* **What this task involves**
As the answer, give a copy of each line below that includes the word "given".

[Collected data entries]
-.-.-

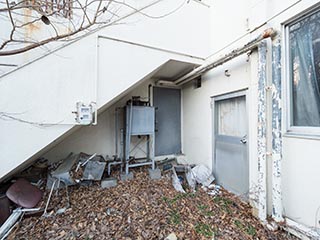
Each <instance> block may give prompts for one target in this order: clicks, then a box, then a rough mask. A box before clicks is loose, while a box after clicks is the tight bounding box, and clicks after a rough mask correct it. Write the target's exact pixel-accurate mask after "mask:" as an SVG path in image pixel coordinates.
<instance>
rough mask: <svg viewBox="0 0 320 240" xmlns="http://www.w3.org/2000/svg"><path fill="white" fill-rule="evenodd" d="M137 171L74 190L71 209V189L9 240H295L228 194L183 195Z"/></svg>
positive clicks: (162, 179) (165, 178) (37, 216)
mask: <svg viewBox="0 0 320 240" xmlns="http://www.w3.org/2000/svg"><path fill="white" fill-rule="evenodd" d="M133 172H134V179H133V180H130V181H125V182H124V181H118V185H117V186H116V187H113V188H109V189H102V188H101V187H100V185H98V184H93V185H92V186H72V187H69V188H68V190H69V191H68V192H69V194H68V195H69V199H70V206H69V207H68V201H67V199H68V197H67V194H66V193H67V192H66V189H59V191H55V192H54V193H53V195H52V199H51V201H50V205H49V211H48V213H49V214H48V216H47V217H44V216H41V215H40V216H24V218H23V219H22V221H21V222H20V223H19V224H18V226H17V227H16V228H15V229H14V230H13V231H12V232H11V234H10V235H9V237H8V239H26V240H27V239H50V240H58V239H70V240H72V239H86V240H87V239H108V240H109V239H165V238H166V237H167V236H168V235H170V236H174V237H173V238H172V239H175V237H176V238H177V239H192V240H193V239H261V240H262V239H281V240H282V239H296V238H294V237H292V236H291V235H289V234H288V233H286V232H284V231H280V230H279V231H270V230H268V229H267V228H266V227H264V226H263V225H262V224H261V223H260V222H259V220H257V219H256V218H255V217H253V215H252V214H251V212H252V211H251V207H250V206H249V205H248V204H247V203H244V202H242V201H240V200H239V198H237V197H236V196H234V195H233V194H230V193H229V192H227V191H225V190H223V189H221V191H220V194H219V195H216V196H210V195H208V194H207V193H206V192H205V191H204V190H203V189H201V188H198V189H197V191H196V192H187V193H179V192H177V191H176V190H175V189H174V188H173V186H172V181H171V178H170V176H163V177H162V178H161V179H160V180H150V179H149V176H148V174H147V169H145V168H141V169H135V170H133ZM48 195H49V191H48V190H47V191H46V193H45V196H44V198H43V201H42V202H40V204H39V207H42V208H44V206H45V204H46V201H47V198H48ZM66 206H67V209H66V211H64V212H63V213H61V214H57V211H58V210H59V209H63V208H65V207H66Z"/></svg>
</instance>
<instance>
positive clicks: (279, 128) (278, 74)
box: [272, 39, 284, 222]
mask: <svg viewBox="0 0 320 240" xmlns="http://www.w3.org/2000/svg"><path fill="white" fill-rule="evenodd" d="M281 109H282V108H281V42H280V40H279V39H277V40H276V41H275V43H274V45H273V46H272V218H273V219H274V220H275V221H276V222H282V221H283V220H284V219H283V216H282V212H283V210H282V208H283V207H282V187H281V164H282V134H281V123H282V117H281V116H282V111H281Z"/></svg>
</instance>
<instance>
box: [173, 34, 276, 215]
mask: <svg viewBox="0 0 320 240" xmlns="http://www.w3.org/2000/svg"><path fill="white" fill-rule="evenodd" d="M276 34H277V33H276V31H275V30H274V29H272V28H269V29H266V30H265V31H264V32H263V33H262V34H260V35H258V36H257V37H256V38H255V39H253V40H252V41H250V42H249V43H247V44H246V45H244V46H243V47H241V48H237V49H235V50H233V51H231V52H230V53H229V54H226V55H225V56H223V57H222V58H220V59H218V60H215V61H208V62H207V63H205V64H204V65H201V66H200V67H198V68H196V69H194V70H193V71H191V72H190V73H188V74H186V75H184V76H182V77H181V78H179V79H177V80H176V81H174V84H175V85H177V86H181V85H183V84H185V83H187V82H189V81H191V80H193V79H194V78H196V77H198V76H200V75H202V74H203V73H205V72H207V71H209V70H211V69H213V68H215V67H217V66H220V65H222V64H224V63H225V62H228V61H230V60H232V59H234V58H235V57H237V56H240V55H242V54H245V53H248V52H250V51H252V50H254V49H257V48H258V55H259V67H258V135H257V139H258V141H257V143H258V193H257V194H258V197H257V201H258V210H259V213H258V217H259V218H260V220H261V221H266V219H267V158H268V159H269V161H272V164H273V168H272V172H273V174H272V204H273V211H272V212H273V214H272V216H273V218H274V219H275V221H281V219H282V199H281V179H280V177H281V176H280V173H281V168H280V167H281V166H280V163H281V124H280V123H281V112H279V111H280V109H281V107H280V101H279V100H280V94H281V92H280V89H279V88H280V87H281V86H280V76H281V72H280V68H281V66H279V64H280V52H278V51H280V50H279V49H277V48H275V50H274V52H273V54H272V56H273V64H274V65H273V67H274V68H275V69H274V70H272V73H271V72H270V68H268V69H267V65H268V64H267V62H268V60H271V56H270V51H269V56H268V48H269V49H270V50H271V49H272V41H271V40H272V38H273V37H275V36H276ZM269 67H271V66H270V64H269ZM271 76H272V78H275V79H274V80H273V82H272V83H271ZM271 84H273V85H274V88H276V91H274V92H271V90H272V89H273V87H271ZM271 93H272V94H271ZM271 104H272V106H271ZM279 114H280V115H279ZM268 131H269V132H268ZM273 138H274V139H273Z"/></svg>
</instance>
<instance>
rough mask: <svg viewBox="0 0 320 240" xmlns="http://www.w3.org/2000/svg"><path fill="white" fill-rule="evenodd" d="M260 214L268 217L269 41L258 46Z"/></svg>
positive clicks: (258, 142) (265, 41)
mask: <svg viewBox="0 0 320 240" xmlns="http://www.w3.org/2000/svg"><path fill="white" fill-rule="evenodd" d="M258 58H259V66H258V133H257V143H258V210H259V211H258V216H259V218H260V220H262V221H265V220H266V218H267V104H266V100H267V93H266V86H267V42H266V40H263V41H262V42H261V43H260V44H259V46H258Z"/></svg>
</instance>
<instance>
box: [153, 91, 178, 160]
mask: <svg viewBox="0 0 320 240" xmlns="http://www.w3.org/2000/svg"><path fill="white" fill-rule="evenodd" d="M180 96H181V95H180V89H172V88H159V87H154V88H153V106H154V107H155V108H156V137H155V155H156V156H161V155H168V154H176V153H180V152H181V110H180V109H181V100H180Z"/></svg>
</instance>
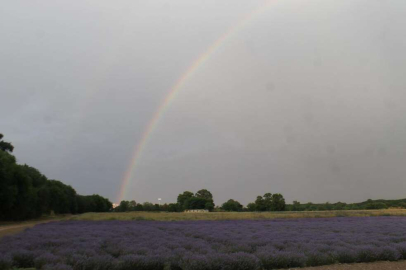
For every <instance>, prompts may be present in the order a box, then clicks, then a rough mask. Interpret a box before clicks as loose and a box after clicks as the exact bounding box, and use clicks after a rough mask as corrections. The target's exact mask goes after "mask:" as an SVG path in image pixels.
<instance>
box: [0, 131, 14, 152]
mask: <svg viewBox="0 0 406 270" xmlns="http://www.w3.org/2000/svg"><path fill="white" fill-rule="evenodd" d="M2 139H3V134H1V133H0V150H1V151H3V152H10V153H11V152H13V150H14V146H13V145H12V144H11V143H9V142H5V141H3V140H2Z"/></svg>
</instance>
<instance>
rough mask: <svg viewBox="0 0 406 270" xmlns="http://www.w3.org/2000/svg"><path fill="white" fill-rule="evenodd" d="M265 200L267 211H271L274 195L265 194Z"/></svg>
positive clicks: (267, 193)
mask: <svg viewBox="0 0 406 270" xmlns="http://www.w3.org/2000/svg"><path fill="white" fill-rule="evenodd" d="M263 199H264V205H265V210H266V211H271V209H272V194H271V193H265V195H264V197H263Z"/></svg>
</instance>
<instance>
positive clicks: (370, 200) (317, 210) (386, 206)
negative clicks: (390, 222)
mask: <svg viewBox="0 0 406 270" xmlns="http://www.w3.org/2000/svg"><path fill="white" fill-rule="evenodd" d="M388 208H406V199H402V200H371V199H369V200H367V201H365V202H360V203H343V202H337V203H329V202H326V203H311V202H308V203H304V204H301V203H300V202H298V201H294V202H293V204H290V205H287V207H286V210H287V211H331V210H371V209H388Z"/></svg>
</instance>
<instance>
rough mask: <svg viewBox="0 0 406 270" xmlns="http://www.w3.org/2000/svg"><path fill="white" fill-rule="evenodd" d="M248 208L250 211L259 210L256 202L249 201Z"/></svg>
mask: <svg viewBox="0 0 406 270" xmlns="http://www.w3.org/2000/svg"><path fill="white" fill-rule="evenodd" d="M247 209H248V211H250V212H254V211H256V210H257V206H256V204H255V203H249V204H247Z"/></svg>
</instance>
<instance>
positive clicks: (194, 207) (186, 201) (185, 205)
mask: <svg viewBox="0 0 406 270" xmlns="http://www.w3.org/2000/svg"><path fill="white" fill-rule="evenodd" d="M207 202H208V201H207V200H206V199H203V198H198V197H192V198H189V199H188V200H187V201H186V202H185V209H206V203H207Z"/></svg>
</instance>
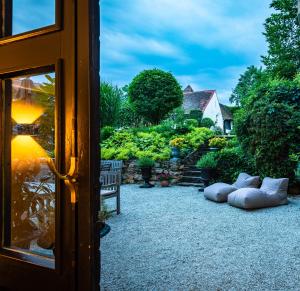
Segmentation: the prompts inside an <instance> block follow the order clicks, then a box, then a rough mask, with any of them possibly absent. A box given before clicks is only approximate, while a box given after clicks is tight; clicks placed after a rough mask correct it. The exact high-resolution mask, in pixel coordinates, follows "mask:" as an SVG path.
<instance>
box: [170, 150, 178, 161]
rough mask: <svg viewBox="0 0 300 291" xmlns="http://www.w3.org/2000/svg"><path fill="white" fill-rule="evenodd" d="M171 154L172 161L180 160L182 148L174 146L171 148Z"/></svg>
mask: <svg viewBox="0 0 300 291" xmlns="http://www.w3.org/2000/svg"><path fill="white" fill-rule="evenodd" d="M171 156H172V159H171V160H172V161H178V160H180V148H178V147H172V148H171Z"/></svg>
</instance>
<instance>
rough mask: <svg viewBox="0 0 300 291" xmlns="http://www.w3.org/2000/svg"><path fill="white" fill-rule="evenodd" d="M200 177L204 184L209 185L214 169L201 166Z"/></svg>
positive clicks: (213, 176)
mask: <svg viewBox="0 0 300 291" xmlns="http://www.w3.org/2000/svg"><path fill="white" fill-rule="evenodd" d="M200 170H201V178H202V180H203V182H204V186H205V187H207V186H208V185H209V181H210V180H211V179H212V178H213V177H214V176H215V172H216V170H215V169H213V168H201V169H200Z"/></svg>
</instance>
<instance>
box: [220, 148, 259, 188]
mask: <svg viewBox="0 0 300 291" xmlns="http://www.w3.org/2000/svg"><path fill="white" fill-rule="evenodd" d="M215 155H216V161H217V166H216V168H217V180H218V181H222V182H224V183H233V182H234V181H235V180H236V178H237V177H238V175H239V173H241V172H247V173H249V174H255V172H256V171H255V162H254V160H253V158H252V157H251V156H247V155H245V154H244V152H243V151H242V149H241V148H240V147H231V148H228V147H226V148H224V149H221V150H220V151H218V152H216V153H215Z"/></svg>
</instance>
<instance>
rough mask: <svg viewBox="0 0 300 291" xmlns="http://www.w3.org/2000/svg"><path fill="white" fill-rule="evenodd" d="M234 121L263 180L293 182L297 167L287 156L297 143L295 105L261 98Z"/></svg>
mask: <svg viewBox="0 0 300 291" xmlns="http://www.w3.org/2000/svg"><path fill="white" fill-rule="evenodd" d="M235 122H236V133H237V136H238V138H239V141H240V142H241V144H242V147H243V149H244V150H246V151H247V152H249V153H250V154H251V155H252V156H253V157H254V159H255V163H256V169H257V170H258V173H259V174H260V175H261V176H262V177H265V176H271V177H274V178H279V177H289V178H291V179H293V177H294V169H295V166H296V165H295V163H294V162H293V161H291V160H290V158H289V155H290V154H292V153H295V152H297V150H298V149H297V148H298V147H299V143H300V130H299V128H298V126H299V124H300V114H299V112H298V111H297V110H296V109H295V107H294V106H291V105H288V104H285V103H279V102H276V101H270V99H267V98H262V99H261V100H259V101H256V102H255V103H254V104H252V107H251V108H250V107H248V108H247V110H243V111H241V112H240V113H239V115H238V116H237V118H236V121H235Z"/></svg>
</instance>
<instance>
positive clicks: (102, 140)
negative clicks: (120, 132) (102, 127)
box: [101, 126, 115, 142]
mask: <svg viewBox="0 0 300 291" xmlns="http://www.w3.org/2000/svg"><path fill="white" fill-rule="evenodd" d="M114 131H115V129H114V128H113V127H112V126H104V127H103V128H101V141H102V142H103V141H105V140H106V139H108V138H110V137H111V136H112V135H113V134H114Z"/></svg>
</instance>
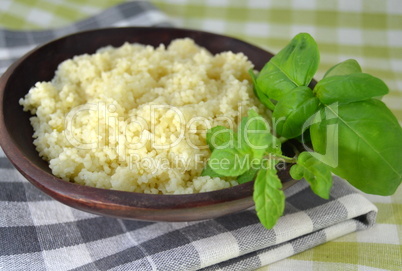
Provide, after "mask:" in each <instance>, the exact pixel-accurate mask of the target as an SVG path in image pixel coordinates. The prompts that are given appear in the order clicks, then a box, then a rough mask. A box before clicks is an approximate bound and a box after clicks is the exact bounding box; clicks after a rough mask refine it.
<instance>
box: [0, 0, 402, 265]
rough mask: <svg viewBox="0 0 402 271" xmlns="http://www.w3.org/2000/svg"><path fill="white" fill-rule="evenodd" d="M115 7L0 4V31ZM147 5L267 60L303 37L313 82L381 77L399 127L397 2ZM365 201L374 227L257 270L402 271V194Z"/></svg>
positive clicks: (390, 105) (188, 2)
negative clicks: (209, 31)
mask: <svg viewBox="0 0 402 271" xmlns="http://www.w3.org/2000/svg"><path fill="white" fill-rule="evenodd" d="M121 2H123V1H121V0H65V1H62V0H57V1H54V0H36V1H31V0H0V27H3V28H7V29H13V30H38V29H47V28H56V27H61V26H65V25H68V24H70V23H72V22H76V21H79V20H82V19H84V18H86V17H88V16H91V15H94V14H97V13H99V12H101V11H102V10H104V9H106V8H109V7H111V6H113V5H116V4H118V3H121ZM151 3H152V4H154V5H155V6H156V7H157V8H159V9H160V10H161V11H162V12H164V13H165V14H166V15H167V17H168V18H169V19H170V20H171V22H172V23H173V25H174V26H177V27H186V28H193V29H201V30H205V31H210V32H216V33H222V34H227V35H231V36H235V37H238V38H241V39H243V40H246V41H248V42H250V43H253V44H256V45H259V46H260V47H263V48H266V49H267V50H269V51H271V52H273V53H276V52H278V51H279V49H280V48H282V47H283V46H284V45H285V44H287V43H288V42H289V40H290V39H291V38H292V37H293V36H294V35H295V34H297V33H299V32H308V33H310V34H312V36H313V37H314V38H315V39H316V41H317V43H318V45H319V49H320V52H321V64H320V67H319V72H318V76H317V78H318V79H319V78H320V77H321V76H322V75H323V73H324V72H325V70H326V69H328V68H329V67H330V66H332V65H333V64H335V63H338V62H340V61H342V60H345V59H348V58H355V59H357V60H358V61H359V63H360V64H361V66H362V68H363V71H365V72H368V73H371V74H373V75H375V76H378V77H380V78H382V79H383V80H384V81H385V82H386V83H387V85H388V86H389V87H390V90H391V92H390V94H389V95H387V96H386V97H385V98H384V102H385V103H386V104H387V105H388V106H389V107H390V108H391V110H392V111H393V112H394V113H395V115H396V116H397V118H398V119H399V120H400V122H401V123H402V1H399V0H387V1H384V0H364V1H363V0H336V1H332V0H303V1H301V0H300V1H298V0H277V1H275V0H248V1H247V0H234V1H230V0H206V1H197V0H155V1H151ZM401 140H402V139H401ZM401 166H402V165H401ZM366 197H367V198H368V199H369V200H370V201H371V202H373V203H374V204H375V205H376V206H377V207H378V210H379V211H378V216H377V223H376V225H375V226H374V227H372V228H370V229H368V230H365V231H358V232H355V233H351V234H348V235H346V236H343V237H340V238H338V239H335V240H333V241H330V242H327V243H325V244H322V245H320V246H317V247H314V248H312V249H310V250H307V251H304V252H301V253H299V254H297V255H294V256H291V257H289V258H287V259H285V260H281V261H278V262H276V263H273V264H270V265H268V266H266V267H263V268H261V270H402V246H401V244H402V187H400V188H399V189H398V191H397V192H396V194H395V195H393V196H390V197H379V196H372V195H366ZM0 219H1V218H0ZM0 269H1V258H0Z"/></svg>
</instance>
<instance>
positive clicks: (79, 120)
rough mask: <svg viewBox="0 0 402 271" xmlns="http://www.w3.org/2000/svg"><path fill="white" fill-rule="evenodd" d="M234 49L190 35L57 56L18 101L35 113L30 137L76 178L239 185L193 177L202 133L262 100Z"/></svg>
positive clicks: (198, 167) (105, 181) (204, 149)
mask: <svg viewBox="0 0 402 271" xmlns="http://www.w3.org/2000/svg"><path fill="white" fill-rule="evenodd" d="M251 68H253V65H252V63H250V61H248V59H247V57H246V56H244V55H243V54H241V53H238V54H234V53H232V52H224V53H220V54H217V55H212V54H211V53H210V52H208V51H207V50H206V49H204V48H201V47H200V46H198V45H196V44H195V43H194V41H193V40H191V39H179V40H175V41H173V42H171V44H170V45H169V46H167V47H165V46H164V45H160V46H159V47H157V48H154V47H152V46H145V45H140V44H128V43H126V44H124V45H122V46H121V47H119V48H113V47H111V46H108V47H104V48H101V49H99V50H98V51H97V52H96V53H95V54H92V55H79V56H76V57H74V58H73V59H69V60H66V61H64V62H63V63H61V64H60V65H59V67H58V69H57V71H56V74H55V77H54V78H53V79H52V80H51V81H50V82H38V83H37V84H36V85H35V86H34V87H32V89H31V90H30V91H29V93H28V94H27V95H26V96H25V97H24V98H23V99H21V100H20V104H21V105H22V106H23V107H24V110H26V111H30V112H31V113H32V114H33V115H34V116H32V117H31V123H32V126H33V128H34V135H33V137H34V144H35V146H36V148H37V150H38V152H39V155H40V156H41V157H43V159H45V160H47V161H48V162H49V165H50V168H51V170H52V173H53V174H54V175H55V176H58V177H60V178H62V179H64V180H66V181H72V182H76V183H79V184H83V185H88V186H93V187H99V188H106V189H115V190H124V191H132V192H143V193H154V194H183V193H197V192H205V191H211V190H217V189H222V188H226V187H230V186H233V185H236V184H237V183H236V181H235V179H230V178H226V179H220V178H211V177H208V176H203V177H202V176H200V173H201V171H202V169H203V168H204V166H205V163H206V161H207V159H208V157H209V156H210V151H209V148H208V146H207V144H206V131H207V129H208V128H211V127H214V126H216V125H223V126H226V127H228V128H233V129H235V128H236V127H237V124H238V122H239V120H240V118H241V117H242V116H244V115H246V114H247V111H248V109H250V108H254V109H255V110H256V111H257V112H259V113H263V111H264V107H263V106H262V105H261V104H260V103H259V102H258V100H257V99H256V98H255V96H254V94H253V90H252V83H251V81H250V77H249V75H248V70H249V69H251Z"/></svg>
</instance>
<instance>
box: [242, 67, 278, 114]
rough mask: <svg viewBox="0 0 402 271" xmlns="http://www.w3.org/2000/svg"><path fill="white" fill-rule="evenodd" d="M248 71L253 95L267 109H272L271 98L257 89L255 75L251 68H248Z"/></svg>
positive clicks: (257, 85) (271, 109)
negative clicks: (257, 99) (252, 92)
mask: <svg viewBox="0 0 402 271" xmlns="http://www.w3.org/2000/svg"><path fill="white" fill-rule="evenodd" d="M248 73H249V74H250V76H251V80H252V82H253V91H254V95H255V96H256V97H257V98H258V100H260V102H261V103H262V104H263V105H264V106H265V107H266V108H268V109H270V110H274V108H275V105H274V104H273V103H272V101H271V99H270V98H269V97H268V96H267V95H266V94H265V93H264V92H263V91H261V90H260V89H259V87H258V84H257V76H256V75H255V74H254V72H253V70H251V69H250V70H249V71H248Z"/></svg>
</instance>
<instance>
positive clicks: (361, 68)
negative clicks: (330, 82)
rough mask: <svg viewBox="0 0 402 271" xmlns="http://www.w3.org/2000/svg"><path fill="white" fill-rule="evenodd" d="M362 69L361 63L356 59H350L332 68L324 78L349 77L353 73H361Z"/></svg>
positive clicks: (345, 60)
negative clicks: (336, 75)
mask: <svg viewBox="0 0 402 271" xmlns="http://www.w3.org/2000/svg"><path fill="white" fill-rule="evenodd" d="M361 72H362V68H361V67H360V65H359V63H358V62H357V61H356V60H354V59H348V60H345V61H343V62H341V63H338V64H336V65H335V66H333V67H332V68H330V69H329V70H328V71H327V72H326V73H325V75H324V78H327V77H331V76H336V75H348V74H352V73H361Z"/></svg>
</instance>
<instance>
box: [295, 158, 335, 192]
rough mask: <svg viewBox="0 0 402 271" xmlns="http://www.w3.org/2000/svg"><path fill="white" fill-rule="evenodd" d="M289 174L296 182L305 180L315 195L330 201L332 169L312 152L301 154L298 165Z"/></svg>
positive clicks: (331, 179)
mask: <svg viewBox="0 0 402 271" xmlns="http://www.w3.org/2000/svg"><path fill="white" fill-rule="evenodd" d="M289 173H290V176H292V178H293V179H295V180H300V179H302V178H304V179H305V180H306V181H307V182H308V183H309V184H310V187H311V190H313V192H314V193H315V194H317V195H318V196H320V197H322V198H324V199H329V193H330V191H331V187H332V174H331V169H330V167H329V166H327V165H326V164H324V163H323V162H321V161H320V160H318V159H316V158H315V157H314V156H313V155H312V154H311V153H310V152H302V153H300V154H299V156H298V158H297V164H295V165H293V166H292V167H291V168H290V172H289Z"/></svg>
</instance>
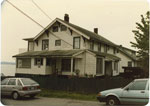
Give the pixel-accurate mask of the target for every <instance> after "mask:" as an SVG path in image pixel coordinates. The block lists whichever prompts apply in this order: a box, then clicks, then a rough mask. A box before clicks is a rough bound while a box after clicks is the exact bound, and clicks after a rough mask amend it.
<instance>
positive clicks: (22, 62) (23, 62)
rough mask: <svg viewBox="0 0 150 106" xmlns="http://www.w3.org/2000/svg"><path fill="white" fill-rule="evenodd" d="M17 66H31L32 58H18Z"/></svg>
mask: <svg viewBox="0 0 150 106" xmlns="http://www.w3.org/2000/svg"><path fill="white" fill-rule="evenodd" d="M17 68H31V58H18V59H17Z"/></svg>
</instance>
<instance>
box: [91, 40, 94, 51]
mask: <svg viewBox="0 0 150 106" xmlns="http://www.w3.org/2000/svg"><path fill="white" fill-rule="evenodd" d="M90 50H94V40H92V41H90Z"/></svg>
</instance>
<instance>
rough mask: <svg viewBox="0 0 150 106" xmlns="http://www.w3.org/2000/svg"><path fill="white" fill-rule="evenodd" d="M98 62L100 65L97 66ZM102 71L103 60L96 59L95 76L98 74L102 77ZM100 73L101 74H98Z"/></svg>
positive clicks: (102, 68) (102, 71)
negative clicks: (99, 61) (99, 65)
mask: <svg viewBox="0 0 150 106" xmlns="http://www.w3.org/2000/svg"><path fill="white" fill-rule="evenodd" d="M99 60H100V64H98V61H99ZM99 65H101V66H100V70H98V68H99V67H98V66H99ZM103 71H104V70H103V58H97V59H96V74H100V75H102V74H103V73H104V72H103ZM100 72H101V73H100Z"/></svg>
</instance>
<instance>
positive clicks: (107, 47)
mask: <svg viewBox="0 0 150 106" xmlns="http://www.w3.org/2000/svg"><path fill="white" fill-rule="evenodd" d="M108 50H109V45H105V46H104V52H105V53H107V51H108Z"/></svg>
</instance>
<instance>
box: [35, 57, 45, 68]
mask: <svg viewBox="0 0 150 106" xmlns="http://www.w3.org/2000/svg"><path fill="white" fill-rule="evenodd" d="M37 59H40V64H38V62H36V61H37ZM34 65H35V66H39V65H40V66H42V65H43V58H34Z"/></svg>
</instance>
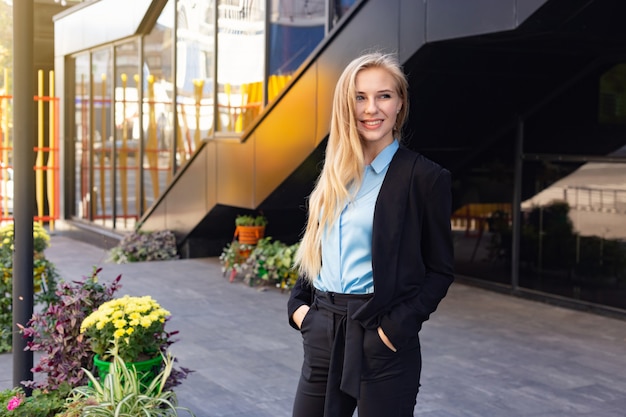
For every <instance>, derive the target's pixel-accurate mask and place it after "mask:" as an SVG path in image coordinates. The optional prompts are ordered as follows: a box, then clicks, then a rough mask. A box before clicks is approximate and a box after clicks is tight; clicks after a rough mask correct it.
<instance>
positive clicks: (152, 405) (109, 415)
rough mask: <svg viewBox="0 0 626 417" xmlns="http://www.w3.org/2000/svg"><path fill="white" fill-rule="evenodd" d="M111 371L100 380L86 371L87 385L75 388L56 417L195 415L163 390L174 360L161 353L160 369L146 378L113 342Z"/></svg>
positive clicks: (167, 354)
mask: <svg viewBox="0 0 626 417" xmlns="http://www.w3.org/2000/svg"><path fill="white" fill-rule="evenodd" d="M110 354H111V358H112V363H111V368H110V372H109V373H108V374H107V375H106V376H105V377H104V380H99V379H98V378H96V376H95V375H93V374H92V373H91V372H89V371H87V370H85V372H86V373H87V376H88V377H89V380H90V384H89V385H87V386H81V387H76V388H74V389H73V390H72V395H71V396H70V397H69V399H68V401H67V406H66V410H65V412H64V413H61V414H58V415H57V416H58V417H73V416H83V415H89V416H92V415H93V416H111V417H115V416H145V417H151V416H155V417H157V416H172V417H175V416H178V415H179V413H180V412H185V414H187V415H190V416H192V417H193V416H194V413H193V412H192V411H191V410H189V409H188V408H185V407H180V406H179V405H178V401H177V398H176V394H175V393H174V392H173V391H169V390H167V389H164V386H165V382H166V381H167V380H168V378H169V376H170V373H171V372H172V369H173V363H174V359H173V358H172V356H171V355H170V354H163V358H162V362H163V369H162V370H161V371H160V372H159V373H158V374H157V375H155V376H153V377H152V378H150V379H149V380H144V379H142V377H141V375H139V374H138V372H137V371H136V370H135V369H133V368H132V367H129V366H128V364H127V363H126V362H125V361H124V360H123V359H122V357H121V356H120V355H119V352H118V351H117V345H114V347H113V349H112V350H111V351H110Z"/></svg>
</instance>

-.-.-

* **Exercise response**
Segmentation: the prompts inside an <instance> block follow the order clicks, then a box, then a rough mask, with any of them possibly absent. A box given before clicks is only approximate, while a box given after clicks is tight; clicks placed after a rough mask correct it. The exact high-resolution mask, in pixel coordinates, follows "mask:" as an SVG path.
Provide, after "mask:" in each <instance>, the exact pixel-accurate mask of the target as an SVG path in image pixel coordinates. The prompts that are given appear in the order clicks, then a box, then a rough mask. A box before clicks is an approximate bound and a box after clicks is the exact bounding box; clicks after a rough mask refine it.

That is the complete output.